**Directive A:**
Transcribe the passage of the pull request description that starts at the words "Warning: as of" and stops after "parsed at all.".
**Directive B:**
In the pull request description, most complaints from which PerlCritic levels are said to be taken care of?

**** Excerpt to read

Bugfix/delint Mim2Gene parser

Merged Marek Szuba requested to merge bugfix/delint_Mim2GeneParser into feature/xref_sprint

Created by: mkszuba

Warning: as of 2018-10-30, this PR is expected to fail Travis builds due to being dependent on #323 and #324 .

Description

Fixes bugs observed (so far) in Mim2GeneParser during the xref sprint, implements support for direct MIM xrefs, add additional checks, and delint the code to facilitate further refactoring. See ENSCORESW-2891.

Use case

Part of the efforts to improve the xref pipeline. Moreover, one of the observed bugs actually prevents current versions of mim2gene data from being parsed at all.

Benefits

The parser can now handle recent versions of mim2gene input. Direct xrefs are now produced wherever possible, with dependent ones only used for entries lacking Ensembl ID but with EntrezGene ID present. Use BaseParser methods for inserting dependent xrefs into the database, which in addition to avoiding hand-rolled DBI code will, once pull request #314 has been approved, prevent Mim2GeneParser from inserting duplicate entries upon re-runs with the same input. Some future-proofing. Code (hopefully) easier to maintain. Most complaints of PerlCritic levels 3 and 2 taken care of. Use a standardised rather than hand-rolled CSV parser, with potential for a performance increase if compiled rather than native-Perl version of the parser is used.

********
**** Collected data

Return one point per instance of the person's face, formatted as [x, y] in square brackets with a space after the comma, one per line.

********

**Worked answer A:**
Warning: as of 2018-10-30, this PR is expected to fail Travis builds due to being dependent on #323 and #324 .

Description

Fixes bugs observed (so far) in Mim2GeneParser during the xref sprint, implements support for direct MIM xrefs, add additional checks, and delint the code to facilitate further refactoring. See ENSCORESW-2891.

Use case

Part of the efforts to improve the xref pipeline. Moreover, one of the observed bugs actually prevents current versions of mim2gene data from being parsed at all.

**Worked answer B:**
Levels 3 and 2.